• REQUIREMENT: Please copy each line of the listing below in which the word "cloth" appears.

************

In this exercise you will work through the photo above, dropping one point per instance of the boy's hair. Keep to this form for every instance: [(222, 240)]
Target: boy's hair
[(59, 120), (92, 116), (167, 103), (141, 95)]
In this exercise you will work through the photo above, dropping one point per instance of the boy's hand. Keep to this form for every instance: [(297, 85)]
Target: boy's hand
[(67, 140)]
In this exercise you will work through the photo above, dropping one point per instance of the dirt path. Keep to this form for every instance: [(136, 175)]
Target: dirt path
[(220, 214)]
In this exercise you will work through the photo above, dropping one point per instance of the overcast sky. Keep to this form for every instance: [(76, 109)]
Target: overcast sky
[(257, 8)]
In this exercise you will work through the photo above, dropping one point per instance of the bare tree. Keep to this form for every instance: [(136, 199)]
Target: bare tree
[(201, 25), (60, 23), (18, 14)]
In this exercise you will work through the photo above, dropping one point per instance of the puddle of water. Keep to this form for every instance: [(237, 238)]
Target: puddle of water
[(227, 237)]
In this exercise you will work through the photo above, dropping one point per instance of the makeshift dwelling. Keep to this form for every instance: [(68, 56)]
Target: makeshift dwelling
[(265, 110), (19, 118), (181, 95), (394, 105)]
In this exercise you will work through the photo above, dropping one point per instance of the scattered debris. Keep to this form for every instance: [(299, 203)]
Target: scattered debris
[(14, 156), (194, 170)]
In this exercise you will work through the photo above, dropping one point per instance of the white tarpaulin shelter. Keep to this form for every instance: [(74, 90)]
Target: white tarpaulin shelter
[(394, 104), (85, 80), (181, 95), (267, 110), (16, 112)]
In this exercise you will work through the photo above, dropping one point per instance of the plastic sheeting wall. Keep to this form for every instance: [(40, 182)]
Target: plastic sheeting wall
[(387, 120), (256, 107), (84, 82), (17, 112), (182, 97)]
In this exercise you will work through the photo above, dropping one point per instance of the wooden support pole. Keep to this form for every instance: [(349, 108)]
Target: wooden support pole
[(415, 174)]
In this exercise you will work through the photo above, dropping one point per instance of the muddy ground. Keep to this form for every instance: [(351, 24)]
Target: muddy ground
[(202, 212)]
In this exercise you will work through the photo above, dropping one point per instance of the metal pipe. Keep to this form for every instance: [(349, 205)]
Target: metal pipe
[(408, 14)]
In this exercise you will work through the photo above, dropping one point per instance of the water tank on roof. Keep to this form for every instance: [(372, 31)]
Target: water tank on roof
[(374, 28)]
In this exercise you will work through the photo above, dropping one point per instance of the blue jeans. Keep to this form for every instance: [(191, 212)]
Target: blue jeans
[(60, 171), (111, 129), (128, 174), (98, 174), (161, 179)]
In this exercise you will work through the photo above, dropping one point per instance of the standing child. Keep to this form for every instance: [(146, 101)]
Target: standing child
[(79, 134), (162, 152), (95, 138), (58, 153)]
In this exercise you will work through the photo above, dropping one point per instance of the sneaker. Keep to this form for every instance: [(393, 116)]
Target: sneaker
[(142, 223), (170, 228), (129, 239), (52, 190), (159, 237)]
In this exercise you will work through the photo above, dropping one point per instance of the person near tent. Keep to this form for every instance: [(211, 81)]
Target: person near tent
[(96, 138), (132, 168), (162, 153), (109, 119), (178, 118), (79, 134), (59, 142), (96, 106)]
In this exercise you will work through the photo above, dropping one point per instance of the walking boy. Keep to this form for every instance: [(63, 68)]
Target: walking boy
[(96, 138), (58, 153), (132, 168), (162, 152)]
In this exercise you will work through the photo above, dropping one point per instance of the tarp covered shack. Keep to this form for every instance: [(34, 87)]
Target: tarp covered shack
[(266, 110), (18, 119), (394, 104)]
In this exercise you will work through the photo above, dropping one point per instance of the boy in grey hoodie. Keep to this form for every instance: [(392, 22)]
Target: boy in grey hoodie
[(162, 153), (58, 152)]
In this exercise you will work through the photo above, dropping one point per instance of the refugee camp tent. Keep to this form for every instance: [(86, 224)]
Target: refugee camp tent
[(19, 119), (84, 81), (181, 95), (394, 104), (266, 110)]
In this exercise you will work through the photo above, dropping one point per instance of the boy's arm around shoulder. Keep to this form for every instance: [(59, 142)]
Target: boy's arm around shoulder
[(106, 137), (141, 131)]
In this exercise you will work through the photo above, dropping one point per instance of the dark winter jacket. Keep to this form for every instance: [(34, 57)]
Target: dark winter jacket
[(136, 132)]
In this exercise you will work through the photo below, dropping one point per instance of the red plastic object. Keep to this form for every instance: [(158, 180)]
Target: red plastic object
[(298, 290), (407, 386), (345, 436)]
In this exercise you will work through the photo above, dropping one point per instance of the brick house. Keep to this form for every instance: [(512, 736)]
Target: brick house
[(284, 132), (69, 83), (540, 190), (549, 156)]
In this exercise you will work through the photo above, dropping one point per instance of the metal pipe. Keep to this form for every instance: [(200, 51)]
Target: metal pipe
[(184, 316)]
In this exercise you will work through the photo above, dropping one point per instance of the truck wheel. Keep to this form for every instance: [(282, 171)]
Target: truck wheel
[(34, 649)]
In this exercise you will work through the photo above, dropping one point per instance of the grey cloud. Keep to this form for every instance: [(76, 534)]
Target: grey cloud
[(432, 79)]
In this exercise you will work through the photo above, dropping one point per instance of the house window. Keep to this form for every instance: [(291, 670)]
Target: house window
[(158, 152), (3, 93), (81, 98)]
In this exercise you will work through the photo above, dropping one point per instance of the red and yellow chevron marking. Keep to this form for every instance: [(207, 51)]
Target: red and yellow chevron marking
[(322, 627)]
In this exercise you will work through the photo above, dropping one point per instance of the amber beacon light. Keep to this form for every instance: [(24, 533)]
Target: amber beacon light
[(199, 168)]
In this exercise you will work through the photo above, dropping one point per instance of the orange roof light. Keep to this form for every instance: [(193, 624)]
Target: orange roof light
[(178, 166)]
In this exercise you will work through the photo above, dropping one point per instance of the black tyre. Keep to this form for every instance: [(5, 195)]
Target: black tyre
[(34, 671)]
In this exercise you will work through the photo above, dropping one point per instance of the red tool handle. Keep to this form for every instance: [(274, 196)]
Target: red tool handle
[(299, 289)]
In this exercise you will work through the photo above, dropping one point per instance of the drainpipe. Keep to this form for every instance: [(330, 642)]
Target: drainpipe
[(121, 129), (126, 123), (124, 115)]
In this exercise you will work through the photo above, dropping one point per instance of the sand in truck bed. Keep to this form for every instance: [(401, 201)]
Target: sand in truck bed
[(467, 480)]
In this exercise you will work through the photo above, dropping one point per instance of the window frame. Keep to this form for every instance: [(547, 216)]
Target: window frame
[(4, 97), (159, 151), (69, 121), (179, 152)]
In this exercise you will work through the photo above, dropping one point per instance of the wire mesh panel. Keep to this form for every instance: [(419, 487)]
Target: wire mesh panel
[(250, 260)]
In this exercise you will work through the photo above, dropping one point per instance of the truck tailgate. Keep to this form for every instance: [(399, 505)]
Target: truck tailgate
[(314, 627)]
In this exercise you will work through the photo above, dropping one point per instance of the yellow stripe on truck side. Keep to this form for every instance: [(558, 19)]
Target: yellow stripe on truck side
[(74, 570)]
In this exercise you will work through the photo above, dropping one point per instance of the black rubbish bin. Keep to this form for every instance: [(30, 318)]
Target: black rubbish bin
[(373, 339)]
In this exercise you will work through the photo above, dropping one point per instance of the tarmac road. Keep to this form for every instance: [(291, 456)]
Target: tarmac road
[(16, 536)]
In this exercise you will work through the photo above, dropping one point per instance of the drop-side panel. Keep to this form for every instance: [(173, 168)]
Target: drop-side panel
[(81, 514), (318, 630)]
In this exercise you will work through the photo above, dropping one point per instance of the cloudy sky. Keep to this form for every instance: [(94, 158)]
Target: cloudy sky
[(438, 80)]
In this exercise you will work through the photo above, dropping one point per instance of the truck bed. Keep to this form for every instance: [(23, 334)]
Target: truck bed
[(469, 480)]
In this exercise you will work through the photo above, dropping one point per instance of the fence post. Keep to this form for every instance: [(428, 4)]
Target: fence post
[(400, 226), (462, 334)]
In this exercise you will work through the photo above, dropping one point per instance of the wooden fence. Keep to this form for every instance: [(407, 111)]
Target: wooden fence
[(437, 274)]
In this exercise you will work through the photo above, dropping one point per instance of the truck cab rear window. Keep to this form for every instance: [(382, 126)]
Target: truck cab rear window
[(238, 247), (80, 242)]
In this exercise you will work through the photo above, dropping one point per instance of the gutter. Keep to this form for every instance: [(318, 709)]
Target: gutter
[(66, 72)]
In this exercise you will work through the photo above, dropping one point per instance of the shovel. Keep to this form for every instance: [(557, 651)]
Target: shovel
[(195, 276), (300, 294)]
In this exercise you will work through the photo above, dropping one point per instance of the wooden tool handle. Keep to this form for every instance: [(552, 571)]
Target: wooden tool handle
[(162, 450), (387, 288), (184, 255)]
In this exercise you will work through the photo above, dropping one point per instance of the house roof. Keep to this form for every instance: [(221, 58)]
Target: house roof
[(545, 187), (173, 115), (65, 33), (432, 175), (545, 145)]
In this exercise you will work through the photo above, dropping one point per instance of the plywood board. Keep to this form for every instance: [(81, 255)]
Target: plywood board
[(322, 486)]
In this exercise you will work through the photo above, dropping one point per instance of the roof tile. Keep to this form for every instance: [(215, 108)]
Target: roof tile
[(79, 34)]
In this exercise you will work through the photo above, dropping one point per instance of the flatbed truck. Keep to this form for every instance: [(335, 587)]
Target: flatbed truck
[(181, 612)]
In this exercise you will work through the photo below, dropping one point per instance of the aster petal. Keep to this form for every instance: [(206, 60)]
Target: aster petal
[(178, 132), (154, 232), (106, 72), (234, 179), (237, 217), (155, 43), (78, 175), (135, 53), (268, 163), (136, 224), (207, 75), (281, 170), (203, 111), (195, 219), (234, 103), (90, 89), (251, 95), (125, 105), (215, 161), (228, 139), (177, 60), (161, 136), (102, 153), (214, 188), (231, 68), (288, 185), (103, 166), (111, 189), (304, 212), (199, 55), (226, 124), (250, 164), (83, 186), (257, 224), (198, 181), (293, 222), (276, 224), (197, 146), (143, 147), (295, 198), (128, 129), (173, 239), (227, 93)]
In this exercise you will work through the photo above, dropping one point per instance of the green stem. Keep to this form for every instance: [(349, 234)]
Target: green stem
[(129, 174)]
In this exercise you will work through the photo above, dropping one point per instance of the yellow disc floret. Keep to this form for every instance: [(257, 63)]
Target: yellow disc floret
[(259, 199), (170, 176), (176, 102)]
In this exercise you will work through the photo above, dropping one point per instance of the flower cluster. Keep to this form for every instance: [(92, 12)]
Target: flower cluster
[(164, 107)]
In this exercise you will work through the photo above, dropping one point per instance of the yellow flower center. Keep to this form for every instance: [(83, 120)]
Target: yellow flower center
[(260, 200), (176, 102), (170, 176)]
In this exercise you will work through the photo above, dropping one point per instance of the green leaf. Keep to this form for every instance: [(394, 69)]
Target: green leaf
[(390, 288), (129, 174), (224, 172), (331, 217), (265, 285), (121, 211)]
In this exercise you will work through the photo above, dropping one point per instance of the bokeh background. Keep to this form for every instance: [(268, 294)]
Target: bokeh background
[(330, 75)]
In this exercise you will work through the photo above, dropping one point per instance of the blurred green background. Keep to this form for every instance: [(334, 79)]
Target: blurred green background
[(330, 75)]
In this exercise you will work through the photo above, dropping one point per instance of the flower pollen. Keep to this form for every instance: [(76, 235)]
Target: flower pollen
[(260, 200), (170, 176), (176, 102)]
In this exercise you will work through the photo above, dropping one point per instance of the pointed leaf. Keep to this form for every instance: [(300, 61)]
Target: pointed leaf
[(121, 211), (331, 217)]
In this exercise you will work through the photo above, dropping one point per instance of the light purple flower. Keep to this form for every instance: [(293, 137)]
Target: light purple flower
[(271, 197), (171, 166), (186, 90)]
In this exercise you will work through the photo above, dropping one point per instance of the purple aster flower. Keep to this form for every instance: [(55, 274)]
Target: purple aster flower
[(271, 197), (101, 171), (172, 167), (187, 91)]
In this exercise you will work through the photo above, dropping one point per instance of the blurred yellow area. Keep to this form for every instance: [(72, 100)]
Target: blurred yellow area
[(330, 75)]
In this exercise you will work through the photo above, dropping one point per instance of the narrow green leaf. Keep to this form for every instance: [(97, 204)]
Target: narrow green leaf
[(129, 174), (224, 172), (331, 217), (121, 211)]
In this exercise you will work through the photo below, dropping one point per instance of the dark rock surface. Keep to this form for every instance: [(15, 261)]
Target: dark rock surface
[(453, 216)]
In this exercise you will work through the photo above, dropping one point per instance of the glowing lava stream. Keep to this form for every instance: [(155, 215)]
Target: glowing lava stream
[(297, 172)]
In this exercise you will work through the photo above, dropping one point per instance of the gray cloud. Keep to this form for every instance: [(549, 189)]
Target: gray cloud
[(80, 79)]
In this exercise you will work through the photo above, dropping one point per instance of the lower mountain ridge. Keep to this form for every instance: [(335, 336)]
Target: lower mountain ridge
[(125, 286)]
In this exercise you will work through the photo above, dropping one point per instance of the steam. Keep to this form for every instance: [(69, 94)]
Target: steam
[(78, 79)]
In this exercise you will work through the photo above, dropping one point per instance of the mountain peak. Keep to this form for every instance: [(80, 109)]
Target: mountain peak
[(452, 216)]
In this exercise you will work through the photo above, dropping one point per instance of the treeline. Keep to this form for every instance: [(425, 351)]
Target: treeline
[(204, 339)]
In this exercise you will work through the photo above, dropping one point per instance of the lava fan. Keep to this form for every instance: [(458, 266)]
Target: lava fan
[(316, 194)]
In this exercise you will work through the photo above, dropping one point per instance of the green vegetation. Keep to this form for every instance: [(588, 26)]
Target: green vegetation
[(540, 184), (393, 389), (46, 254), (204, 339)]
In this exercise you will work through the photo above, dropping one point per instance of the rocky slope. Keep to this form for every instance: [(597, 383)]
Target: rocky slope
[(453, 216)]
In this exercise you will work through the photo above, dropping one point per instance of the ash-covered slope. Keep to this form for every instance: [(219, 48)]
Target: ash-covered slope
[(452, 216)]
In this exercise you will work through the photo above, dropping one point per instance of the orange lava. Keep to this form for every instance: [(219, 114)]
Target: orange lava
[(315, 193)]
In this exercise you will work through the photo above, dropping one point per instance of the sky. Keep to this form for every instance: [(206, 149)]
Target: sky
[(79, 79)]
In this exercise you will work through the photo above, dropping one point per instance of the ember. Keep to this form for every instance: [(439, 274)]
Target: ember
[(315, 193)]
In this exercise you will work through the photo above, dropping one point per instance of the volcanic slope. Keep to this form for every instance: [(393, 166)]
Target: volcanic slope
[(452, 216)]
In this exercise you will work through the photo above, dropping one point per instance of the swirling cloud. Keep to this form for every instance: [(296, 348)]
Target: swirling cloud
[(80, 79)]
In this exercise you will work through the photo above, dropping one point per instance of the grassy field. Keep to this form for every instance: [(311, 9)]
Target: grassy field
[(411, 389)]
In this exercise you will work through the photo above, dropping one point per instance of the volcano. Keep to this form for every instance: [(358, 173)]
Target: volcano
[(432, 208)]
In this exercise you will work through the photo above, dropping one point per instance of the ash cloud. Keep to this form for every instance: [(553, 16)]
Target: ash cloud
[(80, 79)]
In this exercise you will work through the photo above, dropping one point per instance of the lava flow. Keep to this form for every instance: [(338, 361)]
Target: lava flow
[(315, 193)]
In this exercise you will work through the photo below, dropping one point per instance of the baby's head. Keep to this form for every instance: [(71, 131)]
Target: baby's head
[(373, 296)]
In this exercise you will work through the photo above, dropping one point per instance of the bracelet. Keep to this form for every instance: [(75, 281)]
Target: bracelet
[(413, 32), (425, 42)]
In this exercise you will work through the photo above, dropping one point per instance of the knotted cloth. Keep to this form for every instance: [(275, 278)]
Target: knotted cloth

************

• WRITTEN ANSWER:
In this exercise you will work through the photo above, dropping one point per instance of the knotted cloth. Keep to this form for every instance: [(275, 278)]
Target: knotted cloth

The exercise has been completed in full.